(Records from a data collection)
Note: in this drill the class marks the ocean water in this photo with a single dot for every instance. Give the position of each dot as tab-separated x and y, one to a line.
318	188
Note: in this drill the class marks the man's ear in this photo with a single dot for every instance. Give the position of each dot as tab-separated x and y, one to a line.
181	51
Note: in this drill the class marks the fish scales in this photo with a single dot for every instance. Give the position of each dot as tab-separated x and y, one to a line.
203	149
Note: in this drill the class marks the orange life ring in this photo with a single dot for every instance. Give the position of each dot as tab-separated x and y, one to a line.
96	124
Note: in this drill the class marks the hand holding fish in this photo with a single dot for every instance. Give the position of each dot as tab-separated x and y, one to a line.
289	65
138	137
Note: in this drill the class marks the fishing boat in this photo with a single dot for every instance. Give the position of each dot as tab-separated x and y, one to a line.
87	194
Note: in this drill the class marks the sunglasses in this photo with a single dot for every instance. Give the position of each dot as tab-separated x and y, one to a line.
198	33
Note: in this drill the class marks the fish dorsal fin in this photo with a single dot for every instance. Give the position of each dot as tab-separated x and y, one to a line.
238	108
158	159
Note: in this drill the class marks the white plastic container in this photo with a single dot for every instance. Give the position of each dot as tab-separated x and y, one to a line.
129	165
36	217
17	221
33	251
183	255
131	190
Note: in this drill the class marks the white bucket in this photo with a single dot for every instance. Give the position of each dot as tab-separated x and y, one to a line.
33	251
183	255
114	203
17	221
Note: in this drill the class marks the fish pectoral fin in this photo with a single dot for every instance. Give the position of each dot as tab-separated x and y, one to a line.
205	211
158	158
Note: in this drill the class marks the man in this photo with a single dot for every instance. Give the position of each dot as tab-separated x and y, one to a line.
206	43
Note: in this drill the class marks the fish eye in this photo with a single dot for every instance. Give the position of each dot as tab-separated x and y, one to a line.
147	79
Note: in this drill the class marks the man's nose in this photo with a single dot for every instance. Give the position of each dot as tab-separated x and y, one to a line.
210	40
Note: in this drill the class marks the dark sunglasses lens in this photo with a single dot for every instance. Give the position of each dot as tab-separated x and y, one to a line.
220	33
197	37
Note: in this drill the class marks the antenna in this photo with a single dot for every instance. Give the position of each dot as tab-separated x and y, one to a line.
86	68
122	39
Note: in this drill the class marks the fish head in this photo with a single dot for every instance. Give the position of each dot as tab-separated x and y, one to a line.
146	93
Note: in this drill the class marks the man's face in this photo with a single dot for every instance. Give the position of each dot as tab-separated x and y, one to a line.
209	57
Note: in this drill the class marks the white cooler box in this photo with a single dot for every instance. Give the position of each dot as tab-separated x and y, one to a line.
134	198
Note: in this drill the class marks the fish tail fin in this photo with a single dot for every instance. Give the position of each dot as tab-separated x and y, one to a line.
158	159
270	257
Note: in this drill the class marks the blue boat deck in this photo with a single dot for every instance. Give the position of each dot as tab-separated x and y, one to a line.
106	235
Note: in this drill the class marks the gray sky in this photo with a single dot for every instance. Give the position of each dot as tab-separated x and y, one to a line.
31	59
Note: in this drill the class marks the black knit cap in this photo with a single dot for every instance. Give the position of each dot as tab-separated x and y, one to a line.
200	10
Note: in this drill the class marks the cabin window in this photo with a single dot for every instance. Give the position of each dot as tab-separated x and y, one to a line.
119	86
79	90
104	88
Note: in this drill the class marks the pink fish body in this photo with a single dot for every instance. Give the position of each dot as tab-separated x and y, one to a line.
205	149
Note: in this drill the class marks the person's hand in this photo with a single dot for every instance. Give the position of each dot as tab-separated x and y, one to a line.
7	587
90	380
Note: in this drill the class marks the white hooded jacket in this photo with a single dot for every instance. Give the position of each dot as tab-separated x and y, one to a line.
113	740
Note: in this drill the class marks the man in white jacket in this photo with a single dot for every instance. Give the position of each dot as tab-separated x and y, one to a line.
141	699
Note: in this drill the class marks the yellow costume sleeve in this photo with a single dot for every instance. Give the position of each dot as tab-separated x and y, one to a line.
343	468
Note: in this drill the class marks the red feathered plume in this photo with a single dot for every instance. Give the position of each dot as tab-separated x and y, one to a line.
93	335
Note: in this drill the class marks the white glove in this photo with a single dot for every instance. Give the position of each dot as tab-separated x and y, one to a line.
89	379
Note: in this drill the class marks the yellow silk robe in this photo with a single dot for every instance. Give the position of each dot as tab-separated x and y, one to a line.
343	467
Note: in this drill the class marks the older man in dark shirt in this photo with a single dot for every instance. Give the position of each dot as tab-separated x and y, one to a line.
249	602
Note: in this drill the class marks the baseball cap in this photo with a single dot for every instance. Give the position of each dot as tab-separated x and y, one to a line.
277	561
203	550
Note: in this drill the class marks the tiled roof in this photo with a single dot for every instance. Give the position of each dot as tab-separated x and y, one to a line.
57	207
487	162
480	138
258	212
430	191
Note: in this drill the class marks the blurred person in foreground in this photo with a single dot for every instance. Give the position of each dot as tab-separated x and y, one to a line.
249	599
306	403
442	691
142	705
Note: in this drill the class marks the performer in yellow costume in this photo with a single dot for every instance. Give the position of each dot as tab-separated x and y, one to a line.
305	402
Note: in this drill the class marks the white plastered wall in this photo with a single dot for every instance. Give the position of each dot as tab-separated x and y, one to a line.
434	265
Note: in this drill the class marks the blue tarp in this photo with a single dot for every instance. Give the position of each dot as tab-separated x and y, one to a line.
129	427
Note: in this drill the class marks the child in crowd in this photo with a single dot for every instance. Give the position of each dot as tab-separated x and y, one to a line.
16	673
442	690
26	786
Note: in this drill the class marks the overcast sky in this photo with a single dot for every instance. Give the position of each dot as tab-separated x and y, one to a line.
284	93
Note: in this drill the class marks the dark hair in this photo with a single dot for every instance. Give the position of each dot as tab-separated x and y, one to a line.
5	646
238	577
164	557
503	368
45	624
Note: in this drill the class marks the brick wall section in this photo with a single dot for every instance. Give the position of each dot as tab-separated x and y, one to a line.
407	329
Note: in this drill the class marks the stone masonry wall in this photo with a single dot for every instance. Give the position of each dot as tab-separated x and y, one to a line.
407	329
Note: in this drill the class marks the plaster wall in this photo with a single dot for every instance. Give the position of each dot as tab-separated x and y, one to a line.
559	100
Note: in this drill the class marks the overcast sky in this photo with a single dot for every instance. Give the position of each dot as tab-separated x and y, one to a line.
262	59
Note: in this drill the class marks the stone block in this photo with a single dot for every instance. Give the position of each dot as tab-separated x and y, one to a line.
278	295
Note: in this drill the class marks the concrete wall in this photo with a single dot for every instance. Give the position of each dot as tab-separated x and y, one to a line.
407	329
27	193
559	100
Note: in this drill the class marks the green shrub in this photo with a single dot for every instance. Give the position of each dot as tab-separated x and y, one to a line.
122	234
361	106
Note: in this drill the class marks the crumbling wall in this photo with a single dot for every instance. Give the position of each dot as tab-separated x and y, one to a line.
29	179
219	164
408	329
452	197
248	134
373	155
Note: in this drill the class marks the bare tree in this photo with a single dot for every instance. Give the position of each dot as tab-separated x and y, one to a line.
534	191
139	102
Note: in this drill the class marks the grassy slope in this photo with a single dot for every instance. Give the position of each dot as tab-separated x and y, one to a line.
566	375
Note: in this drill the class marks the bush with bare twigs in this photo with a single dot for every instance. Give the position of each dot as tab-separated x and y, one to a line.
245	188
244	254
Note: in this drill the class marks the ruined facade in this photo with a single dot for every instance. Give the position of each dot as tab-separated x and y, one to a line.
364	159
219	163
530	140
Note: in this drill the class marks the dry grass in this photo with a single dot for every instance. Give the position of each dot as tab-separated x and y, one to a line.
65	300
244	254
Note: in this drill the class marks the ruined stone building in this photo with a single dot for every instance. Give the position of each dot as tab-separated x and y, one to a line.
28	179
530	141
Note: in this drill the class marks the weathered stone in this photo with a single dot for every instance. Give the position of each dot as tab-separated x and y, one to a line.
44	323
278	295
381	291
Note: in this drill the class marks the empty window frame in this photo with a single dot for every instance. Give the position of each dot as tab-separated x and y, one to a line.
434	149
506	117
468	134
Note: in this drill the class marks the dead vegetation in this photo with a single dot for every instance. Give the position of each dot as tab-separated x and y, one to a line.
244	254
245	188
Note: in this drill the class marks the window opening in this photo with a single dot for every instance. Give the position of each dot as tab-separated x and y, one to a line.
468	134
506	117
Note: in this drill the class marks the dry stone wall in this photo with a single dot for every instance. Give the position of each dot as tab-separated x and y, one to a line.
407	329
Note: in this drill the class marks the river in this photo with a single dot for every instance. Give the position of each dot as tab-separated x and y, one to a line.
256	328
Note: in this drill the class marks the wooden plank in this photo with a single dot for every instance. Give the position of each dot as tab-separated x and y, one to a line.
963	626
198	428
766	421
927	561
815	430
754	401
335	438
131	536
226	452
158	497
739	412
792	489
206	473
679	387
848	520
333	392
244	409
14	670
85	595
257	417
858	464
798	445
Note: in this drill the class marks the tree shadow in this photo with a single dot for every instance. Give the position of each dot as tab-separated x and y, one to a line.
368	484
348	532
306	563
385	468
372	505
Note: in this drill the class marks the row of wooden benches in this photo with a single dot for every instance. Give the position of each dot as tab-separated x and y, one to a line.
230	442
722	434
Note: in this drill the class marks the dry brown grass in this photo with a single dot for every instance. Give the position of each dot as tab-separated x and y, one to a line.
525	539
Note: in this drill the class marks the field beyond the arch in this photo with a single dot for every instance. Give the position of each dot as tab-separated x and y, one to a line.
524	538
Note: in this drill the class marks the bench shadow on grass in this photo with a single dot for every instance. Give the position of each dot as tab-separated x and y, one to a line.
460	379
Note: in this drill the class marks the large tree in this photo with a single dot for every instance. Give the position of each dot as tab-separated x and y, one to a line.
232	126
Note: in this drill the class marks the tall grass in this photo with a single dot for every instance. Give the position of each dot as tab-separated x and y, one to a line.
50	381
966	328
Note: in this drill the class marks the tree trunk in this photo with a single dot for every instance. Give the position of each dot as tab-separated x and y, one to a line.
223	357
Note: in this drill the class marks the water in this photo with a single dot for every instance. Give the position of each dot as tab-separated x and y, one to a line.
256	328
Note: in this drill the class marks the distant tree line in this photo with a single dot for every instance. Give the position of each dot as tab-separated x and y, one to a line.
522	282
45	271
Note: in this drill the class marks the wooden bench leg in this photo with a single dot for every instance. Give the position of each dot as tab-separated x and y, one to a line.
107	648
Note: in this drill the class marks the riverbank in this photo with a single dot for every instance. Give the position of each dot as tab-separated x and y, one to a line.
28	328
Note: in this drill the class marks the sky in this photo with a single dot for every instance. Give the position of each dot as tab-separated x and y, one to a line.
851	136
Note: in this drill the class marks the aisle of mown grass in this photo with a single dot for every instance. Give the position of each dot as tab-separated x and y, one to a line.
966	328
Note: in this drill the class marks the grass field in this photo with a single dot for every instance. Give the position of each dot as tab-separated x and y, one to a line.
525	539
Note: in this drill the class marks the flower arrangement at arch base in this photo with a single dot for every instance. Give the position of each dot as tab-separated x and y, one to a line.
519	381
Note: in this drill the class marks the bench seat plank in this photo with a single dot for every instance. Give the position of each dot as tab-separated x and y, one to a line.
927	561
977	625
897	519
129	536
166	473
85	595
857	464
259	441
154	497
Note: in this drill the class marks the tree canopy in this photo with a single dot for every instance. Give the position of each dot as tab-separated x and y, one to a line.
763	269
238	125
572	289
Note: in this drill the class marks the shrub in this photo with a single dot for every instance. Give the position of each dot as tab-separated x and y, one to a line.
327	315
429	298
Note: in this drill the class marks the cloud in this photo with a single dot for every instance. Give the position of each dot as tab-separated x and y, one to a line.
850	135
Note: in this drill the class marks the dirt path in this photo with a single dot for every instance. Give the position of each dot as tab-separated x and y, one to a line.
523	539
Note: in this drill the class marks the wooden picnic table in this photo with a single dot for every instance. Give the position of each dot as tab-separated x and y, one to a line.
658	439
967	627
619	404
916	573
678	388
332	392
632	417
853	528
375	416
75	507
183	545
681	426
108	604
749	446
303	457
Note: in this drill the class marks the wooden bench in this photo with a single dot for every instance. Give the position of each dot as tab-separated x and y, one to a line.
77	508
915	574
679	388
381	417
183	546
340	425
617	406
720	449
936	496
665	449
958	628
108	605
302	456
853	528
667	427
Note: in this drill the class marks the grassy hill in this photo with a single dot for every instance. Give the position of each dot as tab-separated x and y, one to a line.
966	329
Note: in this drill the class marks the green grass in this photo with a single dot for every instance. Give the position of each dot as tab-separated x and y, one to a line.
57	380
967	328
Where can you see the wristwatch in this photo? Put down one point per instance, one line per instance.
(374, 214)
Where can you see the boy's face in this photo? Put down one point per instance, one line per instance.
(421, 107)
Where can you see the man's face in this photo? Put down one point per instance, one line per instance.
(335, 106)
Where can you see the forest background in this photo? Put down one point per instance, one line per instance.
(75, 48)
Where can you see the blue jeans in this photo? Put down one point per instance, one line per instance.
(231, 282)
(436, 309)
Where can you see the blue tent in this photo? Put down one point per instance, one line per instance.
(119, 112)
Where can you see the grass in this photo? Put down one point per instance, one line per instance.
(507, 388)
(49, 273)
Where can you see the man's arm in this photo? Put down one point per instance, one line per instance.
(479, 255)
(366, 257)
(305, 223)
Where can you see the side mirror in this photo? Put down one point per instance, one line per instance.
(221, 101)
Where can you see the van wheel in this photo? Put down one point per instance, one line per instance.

#### Task brief
Nothing outside the span should appear: transcribe the lines from the one containing "Where can you see the man's face" through the last line of the records.

#### Finished task
Where can you see the man's face in this photo? Put down one point per instance, one line per instance.
(335, 106)
Where can you see the forest background in this photo? Put down one point per instance, one line per instance.
(75, 48)
Where can you see the blue jeans in this photo? Put down one point per instance, one line per instance.
(231, 282)
(436, 309)
Where can you see the blue tent in this photo? Put down one point per instance, one line per instance.
(119, 112)
Where can you see the grass in this photo? Put down one point per instance, one line per instance.
(507, 388)
(49, 273)
Where can you see the man's arm in this photo? Put down one point per instance, one line per instance.
(479, 255)
(366, 257)
(305, 223)
Where can you see the side mirror in this photo? Put down one point per instance, one line per instance.
(221, 101)
Where can you see the van wheel in this photo? Put down one point per instance, one line per instance.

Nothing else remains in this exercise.